Given instruction 1: In the Christmas cactus passage, on what date did Rose Marie text a picture of the plant?
Given instruction 2: Repeat word for word the part of the Christmas cactus passage that opens with the words containing "At that point, the" and closes with "my everyday life.".
Given instruction 3: Carry on writing the Christmas cactus passage, picking up after its final sentence.

Passage shown:
====================

A few weeks before Christmas, I decided to spend the holidays with my family in Florida. Although I wasn’t in any hurry to leave — I had nowhere else to go — I still clung to the hope that my future wasband would see the light and settle. That could mean I’d be out of the house soon, possibly by New Years Day. I might even spend the whole winter in Florida.

Budding Cactus
The first of many photos Rose Marie has sent me since I dropped my Christmas cactus off at her home.

At that point, the only plant left was my Christmas cactus. It had fully recovered and was just starting to show a few tiny buds. There was a good chance it would bloom, possibly soon. So I loaded it up into my car and took it to the home of two of my friends, Stan and Rose Marie. I was sort of sad to leave it there — it had become such a fixture in my everyday life.

I went to Florida and spent some quality time with my family. On December 17, Rose Marie sent me a text with a picture of the plant: “Starting to bud.”

A few weeks later, she sent another photo.

Christmas Cactus in Bloom
Fully recovered, my Christmas cactus bloomed right around Christmas time in its new home.

====================

Extracted information:
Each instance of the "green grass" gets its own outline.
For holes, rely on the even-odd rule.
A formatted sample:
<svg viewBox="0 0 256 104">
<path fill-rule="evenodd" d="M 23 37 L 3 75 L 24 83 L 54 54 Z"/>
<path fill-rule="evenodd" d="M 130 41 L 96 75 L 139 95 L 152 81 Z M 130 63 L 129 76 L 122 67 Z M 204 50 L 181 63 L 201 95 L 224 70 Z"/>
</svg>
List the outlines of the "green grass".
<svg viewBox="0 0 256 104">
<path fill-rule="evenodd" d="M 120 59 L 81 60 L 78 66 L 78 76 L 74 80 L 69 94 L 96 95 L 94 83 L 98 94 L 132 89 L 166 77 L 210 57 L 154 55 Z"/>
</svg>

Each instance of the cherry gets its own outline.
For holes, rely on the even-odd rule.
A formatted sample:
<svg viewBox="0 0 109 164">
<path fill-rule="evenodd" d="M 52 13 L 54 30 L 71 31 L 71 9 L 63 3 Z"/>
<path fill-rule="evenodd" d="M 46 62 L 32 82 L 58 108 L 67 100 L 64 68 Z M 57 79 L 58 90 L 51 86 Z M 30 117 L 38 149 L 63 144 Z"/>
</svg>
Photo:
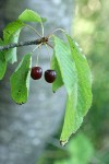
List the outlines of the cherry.
<svg viewBox="0 0 109 164">
<path fill-rule="evenodd" d="M 48 82 L 48 83 L 52 83 L 57 78 L 57 73 L 55 70 L 47 70 L 45 71 L 45 80 Z"/>
<path fill-rule="evenodd" d="M 31 77 L 34 80 L 40 79 L 43 75 L 43 69 L 40 67 L 33 67 L 31 71 Z"/>
</svg>

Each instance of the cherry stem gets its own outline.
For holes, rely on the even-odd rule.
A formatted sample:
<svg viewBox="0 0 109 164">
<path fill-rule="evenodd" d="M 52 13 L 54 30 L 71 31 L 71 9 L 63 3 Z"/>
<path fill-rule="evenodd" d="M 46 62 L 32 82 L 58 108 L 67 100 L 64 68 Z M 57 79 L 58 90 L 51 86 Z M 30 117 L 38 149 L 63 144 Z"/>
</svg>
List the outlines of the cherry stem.
<svg viewBox="0 0 109 164">
<path fill-rule="evenodd" d="M 53 49 L 53 47 L 49 43 L 46 43 L 46 44 Z"/>
<path fill-rule="evenodd" d="M 61 32 L 65 33 L 64 30 L 62 30 L 62 28 L 57 28 L 57 30 L 55 30 L 51 34 L 49 34 L 47 37 L 50 38 L 50 37 L 53 35 L 53 33 L 56 33 L 56 32 L 58 32 L 58 31 L 61 31 Z"/>
<path fill-rule="evenodd" d="M 28 46 L 28 45 L 40 45 L 40 44 L 45 44 L 48 43 L 48 38 L 47 37 L 41 37 L 35 40 L 27 40 L 27 42 L 21 42 L 21 43 L 13 43 L 7 46 L 0 46 L 0 51 L 3 50 L 9 50 L 10 48 L 14 48 L 14 47 L 22 47 L 22 46 Z"/>
</svg>

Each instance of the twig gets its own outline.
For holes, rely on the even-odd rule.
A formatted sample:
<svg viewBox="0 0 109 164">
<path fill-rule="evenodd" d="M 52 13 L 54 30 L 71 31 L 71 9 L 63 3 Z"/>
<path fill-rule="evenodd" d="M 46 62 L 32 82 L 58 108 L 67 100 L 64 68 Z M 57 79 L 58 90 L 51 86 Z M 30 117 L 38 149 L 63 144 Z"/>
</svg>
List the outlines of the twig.
<svg viewBox="0 0 109 164">
<path fill-rule="evenodd" d="M 40 44 L 45 44 L 45 43 L 48 43 L 48 37 L 41 37 L 41 38 L 35 39 L 35 40 L 21 42 L 21 43 L 16 43 L 16 44 L 10 44 L 7 46 L 0 46 L 0 51 L 8 50 L 8 49 L 14 48 L 14 47 L 22 47 L 22 46 L 28 46 L 28 45 L 40 45 Z"/>
</svg>

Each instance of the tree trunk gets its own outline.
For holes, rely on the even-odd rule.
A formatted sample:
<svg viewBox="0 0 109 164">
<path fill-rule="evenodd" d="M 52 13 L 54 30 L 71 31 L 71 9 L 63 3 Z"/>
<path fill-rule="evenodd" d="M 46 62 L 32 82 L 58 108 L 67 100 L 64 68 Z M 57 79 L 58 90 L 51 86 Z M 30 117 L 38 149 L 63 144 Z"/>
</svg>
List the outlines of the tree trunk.
<svg viewBox="0 0 109 164">
<path fill-rule="evenodd" d="M 7 23 L 16 20 L 25 9 L 32 9 L 48 17 L 45 35 L 57 27 L 66 31 L 71 28 L 72 0 L 0 0 L 0 30 Z M 36 26 L 40 31 L 40 26 Z M 29 40 L 36 37 L 25 28 L 20 39 Z M 19 48 L 19 61 L 33 47 Z M 33 66 L 36 63 L 35 55 L 37 50 L 34 54 Z M 65 92 L 61 89 L 52 93 L 51 84 L 45 82 L 44 78 L 39 81 L 31 80 L 28 102 L 22 106 L 16 105 L 11 99 L 9 82 L 17 63 L 9 65 L 4 79 L 0 81 L 0 164 L 36 164 L 45 144 L 59 128 L 64 113 Z M 50 68 L 46 48 L 40 51 L 39 66 L 44 72 Z"/>
</svg>

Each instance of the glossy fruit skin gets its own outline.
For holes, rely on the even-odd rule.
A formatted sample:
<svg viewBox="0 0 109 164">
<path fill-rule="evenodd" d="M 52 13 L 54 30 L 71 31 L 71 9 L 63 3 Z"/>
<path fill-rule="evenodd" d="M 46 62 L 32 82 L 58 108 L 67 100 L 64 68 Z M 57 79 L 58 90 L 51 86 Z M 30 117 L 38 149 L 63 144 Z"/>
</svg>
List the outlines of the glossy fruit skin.
<svg viewBox="0 0 109 164">
<path fill-rule="evenodd" d="M 57 78 L 57 73 L 56 73 L 55 70 L 47 70 L 47 71 L 45 71 L 45 80 L 48 83 L 55 82 L 56 78 Z"/>
<path fill-rule="evenodd" d="M 43 77 L 43 69 L 40 67 L 33 67 L 31 71 L 31 77 L 34 80 L 39 80 Z"/>
</svg>

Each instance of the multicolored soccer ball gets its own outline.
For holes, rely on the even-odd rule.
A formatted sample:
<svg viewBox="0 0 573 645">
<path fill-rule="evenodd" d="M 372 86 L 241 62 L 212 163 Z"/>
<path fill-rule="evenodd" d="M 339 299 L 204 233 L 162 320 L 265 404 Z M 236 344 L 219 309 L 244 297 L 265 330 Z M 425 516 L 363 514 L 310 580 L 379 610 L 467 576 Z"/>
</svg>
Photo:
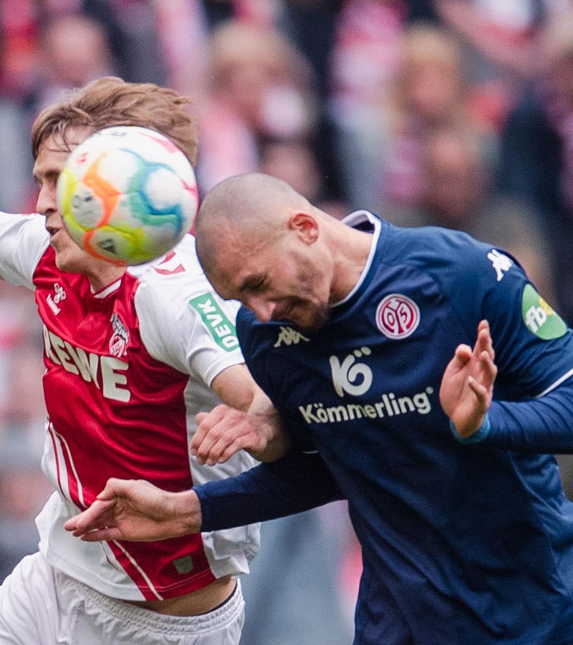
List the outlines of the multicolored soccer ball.
<svg viewBox="0 0 573 645">
<path fill-rule="evenodd" d="M 173 248 L 199 203 L 193 167 L 158 132 L 116 126 L 75 148 L 58 179 L 68 233 L 84 251 L 116 264 L 141 264 Z"/>
</svg>

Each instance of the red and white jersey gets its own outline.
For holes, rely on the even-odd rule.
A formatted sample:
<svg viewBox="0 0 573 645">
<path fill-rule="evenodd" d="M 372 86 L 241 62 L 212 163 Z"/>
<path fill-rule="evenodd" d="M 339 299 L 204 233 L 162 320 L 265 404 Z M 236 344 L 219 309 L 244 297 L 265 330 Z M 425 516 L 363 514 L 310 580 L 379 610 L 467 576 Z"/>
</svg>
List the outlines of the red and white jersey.
<svg viewBox="0 0 573 645">
<path fill-rule="evenodd" d="M 248 572 L 258 525 L 155 542 L 90 543 L 63 528 L 108 477 L 181 491 L 254 460 L 242 451 L 200 466 L 189 456 L 195 415 L 219 402 L 209 386 L 243 362 L 237 305 L 213 291 L 194 239 L 97 293 L 85 276 L 58 270 L 48 242 L 43 217 L 0 213 L 0 277 L 35 290 L 44 323 L 42 466 L 56 491 L 36 519 L 41 551 L 68 575 L 124 600 L 173 597 Z"/>
</svg>

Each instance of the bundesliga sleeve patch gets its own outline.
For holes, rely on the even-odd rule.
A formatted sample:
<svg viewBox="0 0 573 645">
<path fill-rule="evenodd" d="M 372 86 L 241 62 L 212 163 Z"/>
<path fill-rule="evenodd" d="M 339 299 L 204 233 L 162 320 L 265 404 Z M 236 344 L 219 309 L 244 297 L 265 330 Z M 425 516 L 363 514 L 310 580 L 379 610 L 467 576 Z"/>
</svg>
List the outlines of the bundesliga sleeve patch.
<svg viewBox="0 0 573 645">
<path fill-rule="evenodd" d="M 544 341 L 560 338 L 567 331 L 561 316 L 530 284 L 525 285 L 521 296 L 521 316 L 529 331 Z"/>
<path fill-rule="evenodd" d="M 226 352 L 232 352 L 238 347 L 235 325 L 227 317 L 212 293 L 198 295 L 189 300 L 189 304 L 201 317 L 219 347 Z"/>
</svg>

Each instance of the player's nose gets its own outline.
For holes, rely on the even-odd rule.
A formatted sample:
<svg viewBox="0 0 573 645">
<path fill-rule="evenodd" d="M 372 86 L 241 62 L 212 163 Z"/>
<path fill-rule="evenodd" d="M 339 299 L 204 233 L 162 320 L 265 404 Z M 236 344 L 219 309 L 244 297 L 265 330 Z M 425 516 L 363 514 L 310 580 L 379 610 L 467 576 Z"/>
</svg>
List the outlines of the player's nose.
<svg viewBox="0 0 573 645">
<path fill-rule="evenodd" d="M 38 193 L 36 199 L 36 210 L 42 215 L 57 212 L 58 206 L 56 199 L 55 187 L 44 184 Z"/>
<path fill-rule="evenodd" d="M 257 316 L 260 322 L 268 322 L 273 316 L 276 304 L 262 298 L 250 298 L 247 307 Z"/>
</svg>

====================

Answer 1: December 17

Answer 2:
At that point, the only plant left was my Christmas cactus. It had fully recovered and was just starting to show a few tiny buds. There was a good chance it would bloom, possibly soon. So I loaded it up into my car and took it to the home of two of my friends, Stan and Rose Marie. I was sort of sad to leave it there — it had become such a fixture in my everyday life.

Answer 3:
Since then, Rose Marie has sent me annual photos of the plant in bloom. It seems to bloom around Christmas time each year in her home. I’m not sure why it blooms a whole month later for her — it might have something to do with the amount of light it gets. But she seems to prefer it blooming around Christmas, so it’s all good.

Early this year I was back in Arizona for a few weeks and had dinner at Stan and Rose Marie’s house. It was February and the plant had finished blooming for the year. I got a sort of crazy idea: maybe I could take a few cuttings from it and try to root them at home? When I left that evening, I had three cuttings from various parts of the plant wrapped up in a piece of wet paper towel.

In the guest house I was staying in, I put the cuttings in a small glass of water. A week or two later, I packed them carefully in my carryon bag and took them home with me on the plane. They looked pretty ratty when I put them into water. Within a week, I’d moved them into some potting soil that I kept moist. I honestly didn’t have much hope for them — it was relatively dark back in my RV where I was living, parked inside my garage for the winter.

But they rooted. And they grew.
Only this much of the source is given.